◆ Data to use
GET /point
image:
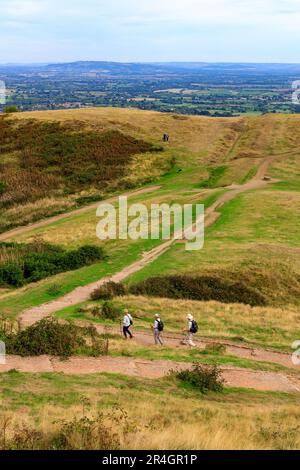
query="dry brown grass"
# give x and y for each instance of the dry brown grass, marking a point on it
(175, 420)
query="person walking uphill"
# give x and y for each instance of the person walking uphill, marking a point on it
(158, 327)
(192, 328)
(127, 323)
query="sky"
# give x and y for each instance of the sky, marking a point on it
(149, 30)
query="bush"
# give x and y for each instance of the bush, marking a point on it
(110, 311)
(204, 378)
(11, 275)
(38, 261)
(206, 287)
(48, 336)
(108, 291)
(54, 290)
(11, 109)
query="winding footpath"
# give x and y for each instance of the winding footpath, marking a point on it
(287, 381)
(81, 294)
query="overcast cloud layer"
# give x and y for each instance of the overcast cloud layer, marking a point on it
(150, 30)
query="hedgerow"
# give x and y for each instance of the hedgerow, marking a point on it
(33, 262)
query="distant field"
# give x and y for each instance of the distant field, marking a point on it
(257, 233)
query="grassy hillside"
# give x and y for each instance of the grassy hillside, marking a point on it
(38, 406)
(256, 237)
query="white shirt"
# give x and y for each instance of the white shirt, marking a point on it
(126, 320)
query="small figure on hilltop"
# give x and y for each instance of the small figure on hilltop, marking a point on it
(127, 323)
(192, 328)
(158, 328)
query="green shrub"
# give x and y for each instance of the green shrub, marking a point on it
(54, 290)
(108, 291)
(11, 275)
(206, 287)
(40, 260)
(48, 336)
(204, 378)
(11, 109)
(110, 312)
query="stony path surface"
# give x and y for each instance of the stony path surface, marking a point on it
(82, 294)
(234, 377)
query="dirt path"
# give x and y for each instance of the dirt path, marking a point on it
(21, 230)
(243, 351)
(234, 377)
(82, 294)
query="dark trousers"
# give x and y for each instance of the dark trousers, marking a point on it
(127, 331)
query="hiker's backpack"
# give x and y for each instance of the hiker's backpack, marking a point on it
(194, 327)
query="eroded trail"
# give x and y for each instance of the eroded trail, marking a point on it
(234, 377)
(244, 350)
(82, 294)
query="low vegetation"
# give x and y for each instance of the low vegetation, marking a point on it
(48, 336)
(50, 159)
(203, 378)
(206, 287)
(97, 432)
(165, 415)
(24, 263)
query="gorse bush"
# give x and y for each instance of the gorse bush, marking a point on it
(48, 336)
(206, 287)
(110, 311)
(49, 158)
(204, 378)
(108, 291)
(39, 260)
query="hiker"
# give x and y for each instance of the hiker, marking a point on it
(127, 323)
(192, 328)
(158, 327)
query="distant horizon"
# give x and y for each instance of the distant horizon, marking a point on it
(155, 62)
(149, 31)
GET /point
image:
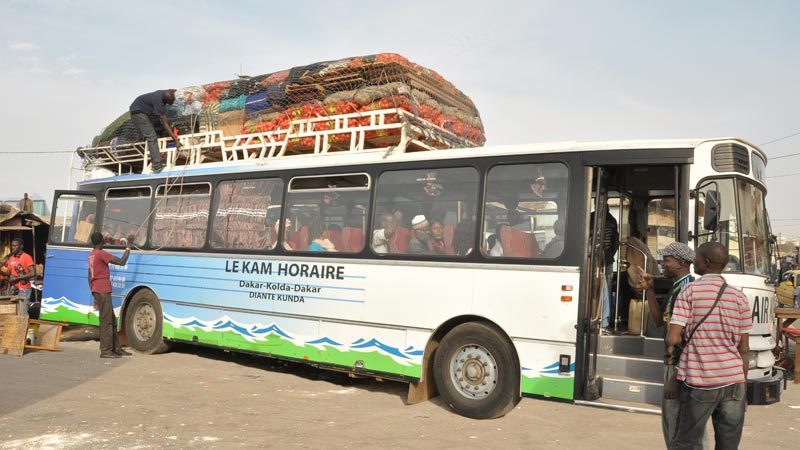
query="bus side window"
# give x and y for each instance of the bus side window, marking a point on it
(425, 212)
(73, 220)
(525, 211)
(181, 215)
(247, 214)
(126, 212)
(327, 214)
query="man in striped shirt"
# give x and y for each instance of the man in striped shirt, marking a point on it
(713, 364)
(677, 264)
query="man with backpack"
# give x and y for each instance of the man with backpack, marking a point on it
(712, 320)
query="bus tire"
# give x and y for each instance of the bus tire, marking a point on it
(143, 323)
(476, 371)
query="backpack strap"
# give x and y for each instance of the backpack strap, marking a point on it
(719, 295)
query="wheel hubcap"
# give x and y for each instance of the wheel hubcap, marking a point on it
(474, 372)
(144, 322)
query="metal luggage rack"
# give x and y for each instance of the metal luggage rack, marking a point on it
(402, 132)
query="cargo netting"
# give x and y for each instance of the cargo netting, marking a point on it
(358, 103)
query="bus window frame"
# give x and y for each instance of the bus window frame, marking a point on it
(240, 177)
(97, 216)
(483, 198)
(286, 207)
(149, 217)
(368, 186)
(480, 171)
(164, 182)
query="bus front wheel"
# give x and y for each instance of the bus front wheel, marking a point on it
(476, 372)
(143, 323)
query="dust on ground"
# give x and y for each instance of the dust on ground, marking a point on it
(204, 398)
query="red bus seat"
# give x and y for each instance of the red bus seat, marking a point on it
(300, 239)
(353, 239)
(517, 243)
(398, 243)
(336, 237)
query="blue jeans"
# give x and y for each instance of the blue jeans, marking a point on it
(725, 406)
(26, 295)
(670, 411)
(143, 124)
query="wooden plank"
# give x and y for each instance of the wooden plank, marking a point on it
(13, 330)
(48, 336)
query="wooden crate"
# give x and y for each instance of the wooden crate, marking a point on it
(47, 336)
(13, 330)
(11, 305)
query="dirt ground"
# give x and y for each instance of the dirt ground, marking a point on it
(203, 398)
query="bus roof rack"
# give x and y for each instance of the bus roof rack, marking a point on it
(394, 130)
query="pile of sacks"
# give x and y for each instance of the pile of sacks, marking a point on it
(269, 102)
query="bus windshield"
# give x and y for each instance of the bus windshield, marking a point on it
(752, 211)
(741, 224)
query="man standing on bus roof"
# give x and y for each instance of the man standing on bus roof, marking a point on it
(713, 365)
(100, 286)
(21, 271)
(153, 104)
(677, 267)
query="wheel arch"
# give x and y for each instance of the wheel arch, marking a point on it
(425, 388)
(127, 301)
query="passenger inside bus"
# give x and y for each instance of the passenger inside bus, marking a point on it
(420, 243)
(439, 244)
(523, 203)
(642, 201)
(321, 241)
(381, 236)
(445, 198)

◆ Short exercise
Above are the records; reproduce them exactly and leave out the pictures.

◆ Response
GET /point
image:
query="dry brown grass"
# give x and y for each instance of the dry brown grass, marking a point on it
(175, 420)
query="person walking uphill"
# give x and y for each instance of the person walking uphill, marking a point on it
(158, 327)
(192, 328)
(127, 323)
query="sky"
# give x and y for each instance of the sky, marking a point on it
(149, 30)
query="bush"
# give x and y for each instance of the bush, marking a point on it
(110, 311)
(204, 378)
(11, 275)
(38, 261)
(206, 287)
(48, 336)
(108, 291)
(54, 290)
(11, 109)
query="winding footpath"
# give x and y for each instance of the winding footpath, marking a point on it
(287, 381)
(81, 294)
query="overcast cloud layer"
# give x and y for each instance of the overcast cloud layer, marking a point on it
(150, 30)
query="hedgerow"
# give x and y for each instance of the hedgerow, marking a point on it
(33, 262)
query="distant field"
# give x and y for each instance of the distant field, marking a point on it
(257, 233)
query="grassy hillside"
# give x and y for each instance of the grassy hillside, marking a point on it
(38, 406)
(256, 237)
query="white shirt"
# give x and y for each instance of the white shirt, marking a point on it
(126, 320)
query="small figure on hilltop"
# give x and y for each instance of the small figure on hilltop, marking a point on it
(127, 323)
(192, 328)
(158, 328)
query="green shrub"
# give x and y for each instance of the green shrub, marking a point on it
(54, 290)
(108, 291)
(11, 275)
(206, 287)
(40, 260)
(48, 336)
(204, 378)
(11, 109)
(110, 312)
query="stony path surface"
# give x and y for each instance of the stony path surface, marking a point on it
(82, 294)
(234, 377)
query="dirt path"
# give x and y for each instance of the dirt path, marking a point on it
(21, 230)
(243, 351)
(234, 377)
(82, 294)
query="dark trousers"
# give x and y for each instance of the dark trousers, marking a point on it
(127, 331)
query="hiker's backpack"
# give x and y for each instance of the hiker's backpack, marking a point on it
(194, 327)
query="eroded trail"
# give x and y for each instance of the eroded trail, marking a point on it
(234, 377)
(244, 350)
(82, 294)
query="low vegetation"
# give x and y for each instance of the low vegetation, marking a point on it
(48, 336)
(50, 159)
(203, 378)
(206, 287)
(97, 432)
(165, 415)
(24, 263)
query="gorse bush"
# give x and y for each instance of the gorse bush, marking a point on it
(48, 336)
(206, 287)
(110, 311)
(49, 158)
(204, 378)
(108, 291)
(39, 260)
query="hiker"
# give x and y for each instance of the hiker, marking a point on it
(127, 323)
(192, 328)
(158, 327)
query="distant horizon"
# give x and y for each instance of the distant horizon, marking a point on it
(155, 62)
(149, 31)
GET /point
image:
query="bus side window"
# give x and y for each instance of the bus side window, marking a point on it
(425, 212)
(73, 220)
(525, 211)
(181, 215)
(247, 214)
(126, 212)
(327, 214)
query="man in striped shirt"
# give x and y for each instance of the man in striped shirt, marking a point on it
(713, 364)
(677, 264)
query="man with backpack"
# give x and y for each instance of the man with backpack, marking a point on it
(712, 320)
query="bus tire"
# give x and y for each instance of the bus tire, marking a point on it
(143, 323)
(476, 371)
query="backpack strap"
# give x and y for each instance of the backpack strap, marking a point on it
(719, 295)
query="wheel hubcap"
# give x and y for each instance of the wheel hubcap, marking a point on it
(474, 372)
(144, 322)
query="metal luggage rack"
# give x and y for each instance of the metal luggage rack, marking a point on it
(402, 132)
query="cargo netting"
# give x and y for each instance of the cargo netting, marking a point on it
(358, 103)
query="bus window frame"
# give x and y for each instance of the bus window frame, marking a point on it
(240, 177)
(97, 216)
(483, 198)
(286, 207)
(149, 217)
(368, 186)
(480, 171)
(164, 182)
query="bus front wheel"
# give x and y for each instance of the bus front wheel, marking a point on it
(476, 372)
(143, 323)
query="dust on ground"
# give x and y for each instance of the dust on ground, marking a point on it
(204, 398)
query="red bus seat"
# give x and y for each instance of the red bus seat, marking a point on it
(300, 239)
(353, 239)
(517, 243)
(398, 243)
(336, 237)
query="blue jeans"
# give x and y for each instance of the blue jeans, marking a point on it
(725, 406)
(26, 295)
(670, 411)
(143, 124)
query="wooden plank"
# give x and y for each instance of the wooden plank, marking a point on it
(13, 330)
(48, 336)
query="wooden crate"
# give x and y for each instance of the wooden crate, marking a point on it
(47, 336)
(13, 330)
(11, 305)
query="dirt ground"
# give x and y for each instance of the dirt ground, marking a point on it
(203, 398)
query="bus roof rack"
# give x and y for each instance of the bus roof rack, marking a point on it
(394, 130)
query="pile of sacks"
# give x and y for each instance of the pile of sacks, marking a point on it
(269, 102)
query="bus windshield"
# give x and y for each instance of the bus windshield, marking a point on it
(752, 211)
(741, 224)
query="man standing on bus roof"
# give x and y for each instance of the man standing on bus roof, marking a point on it
(713, 365)
(100, 286)
(21, 271)
(153, 104)
(677, 267)
query="wheel arch"
# give x and y for each instance of the wheel arch, marking a point on it
(425, 388)
(127, 301)
query="passenger inside bus"
# give x and y for each instance of the passenger inside bus, marking a point on it
(420, 243)
(439, 244)
(523, 203)
(642, 201)
(321, 241)
(381, 236)
(445, 198)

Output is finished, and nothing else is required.